=== Extrait ===

L'organisation a pour objectif premier d'améliorer le droit et l'administration de la justice. C'est sous cet angle que nous nous adressons à vous aujourd'hui.
Aux fins de notre comparution d'aujourd'hui, nous vous avons distribué le mémoire que nous avons présenté au Comité permanent de la citoyenneté et de l'immigration de la Chambre des communes. Toutefois, bien entendu, notre déclaration portera uniquement sur les questions qui n'ont pas été réglées au moyen des corrections qui ont été apportées au projet de loi après que le comité de la Chambre a déposé son rapport.
Je vais demander à Mitchell Goldberg, qui est membre de l'exécutif de la section du droit de l'immigration et de la citoyenneté de l'ABC, de présenter des observations importantes sur le projet de loi.
[Français]
Mitchell Goldberg, membre de l'Exécutif, Section nationale du droit de l'immigration et de la citoyenneté de l'ABC, l'Association du Barreau canadien : Monsieur le président, l'Association du Barreau canadien croyait au début de ce processus que le projet de loi avait des lacunes assez importantes. Cependant, nous reconnaissons que des amendements importants ont été effectués et d'une façon plus importante, nous voyons que les amendements ont fait en sorte que tous les gens pourraient avoir accès à un appel sur le fond. Il n'y aura pas de restriction même pour des personnes venant des pays désignés. Nous sommes très heureux de voir que ce changement a été apporté.

=== Entrées de données ===

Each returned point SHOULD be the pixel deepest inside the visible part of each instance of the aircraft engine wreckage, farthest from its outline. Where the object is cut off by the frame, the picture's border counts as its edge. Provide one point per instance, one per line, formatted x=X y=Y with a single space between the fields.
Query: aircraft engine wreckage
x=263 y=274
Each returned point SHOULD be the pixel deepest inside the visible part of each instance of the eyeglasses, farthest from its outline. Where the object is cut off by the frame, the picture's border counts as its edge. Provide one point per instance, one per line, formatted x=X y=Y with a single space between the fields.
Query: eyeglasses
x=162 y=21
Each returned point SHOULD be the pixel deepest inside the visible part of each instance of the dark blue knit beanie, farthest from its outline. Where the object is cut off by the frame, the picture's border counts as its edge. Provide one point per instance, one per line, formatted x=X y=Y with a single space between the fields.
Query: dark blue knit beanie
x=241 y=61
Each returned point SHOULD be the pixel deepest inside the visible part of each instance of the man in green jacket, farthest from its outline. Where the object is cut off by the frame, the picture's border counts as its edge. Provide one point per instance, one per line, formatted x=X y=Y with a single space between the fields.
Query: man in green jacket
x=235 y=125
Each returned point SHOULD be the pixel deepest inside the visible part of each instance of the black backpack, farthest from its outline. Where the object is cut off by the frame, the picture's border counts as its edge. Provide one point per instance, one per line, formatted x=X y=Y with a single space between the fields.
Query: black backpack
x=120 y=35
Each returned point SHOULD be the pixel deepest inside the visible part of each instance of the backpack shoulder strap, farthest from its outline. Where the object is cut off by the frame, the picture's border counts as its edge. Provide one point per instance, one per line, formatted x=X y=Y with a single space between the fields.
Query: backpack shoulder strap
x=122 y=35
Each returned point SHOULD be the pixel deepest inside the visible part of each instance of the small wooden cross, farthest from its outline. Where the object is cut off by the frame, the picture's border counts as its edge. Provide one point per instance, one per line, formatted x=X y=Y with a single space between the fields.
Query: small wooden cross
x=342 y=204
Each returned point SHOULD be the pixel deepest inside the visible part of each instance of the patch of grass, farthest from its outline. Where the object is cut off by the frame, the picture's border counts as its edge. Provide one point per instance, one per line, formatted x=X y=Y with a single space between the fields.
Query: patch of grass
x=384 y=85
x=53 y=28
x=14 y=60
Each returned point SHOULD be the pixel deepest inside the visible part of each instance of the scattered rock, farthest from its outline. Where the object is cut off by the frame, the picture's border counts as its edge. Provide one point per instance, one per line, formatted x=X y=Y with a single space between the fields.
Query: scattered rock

===

=== Objectif énoncé ===
Pouvez-vous modifier l'extrait en le reprenant à partir de « Aux fins de » et en poursuivant jusqu'à « déposé son rapport. » inclus, avec « document » à la place de « mémoire » ?

=== Solution ===
Aux fins de notre comparution d'aujourd'hui, nous vous avons distribué le document que nous avons présenté au Comité permanent de la citoyenneté et de l'immigration de la Chambre des communes. Toutefois, bien entendu, notre déclaration portera uniquement sur les questions qui n'ont pas été réglées au moyen des corrections qui ont été apportées au projet de loi après que le comité de la Chambre a déposé son rapport.